▸ WORK TO BE COMPLETED
List each line in the rows below that contains the word "brown".

----

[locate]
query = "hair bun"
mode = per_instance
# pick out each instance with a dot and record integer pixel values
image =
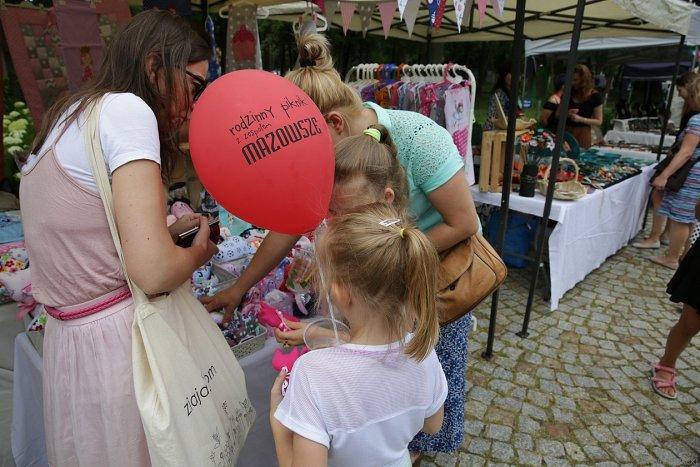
(314, 50)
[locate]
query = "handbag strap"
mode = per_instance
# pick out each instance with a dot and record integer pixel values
(99, 172)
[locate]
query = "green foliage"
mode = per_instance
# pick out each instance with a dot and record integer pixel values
(18, 133)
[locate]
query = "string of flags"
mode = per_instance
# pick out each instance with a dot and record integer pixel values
(408, 12)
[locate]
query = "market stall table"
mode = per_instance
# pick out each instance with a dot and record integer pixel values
(28, 442)
(588, 230)
(637, 137)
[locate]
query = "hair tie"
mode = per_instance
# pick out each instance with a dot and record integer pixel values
(374, 133)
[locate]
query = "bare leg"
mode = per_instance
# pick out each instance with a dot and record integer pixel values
(658, 223)
(678, 238)
(678, 339)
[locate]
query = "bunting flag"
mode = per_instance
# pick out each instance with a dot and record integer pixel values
(433, 6)
(437, 21)
(331, 8)
(481, 4)
(402, 7)
(346, 10)
(498, 6)
(410, 15)
(321, 4)
(459, 12)
(466, 8)
(386, 12)
(365, 11)
(215, 58)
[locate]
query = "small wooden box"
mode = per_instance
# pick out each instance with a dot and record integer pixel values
(493, 155)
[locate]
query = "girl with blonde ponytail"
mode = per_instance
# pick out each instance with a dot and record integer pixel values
(361, 403)
(437, 199)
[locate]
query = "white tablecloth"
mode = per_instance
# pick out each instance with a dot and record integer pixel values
(588, 230)
(28, 442)
(638, 137)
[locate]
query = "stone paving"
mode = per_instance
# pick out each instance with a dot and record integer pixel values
(577, 391)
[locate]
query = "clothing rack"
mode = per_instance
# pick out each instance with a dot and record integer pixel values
(436, 76)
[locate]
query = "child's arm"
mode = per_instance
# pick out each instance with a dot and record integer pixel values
(433, 424)
(308, 453)
(293, 449)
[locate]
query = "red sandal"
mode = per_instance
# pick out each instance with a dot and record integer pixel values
(658, 383)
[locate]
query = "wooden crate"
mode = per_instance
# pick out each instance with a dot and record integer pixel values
(493, 155)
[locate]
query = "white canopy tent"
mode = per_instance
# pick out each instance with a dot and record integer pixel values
(544, 19)
(548, 46)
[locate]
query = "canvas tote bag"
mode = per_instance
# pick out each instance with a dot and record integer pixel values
(190, 389)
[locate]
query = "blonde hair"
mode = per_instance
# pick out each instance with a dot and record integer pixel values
(376, 161)
(693, 88)
(320, 80)
(391, 267)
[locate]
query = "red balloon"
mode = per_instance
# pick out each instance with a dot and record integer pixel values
(263, 150)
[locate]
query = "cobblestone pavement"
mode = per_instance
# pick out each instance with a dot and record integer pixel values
(577, 391)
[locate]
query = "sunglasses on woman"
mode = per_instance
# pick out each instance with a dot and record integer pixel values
(200, 85)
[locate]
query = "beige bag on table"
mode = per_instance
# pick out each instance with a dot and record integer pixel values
(189, 387)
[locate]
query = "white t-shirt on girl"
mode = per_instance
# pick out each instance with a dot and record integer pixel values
(128, 132)
(364, 403)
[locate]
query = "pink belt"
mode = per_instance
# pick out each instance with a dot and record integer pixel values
(89, 308)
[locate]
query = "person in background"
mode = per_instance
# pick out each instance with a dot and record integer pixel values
(153, 71)
(678, 206)
(659, 229)
(362, 402)
(500, 91)
(683, 288)
(548, 117)
(585, 107)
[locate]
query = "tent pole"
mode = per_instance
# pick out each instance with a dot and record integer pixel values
(205, 11)
(516, 72)
(669, 100)
(666, 117)
(563, 106)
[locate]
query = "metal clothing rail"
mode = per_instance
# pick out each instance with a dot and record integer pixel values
(437, 73)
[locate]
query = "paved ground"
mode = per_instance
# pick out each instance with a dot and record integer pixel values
(576, 392)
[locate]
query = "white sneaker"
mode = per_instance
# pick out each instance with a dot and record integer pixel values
(643, 245)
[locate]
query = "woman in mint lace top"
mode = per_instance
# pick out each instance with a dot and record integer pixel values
(439, 201)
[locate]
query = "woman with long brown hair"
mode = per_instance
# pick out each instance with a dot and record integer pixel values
(152, 72)
(585, 107)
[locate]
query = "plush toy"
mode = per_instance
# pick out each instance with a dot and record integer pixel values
(231, 249)
(19, 287)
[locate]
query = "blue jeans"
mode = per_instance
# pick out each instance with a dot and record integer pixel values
(452, 350)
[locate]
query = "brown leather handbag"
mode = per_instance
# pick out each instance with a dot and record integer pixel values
(469, 272)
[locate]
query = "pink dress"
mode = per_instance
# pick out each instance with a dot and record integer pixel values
(90, 411)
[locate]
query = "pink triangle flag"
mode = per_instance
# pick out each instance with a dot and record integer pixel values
(365, 11)
(459, 12)
(482, 10)
(331, 9)
(410, 15)
(346, 10)
(498, 6)
(386, 12)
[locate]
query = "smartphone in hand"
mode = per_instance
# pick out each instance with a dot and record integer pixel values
(185, 239)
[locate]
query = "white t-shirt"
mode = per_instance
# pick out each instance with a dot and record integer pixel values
(128, 132)
(364, 403)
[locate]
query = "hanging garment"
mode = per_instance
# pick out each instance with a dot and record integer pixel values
(243, 40)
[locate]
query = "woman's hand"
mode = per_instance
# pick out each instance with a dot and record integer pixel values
(204, 247)
(228, 299)
(183, 224)
(660, 182)
(276, 393)
(294, 337)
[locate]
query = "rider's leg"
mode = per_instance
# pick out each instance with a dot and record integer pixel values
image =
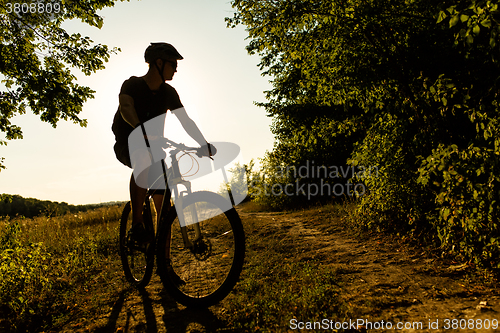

----

▸ RESPONSE TO THE TASK
query = "woman with long brown hair"
query = "brown leather handbag"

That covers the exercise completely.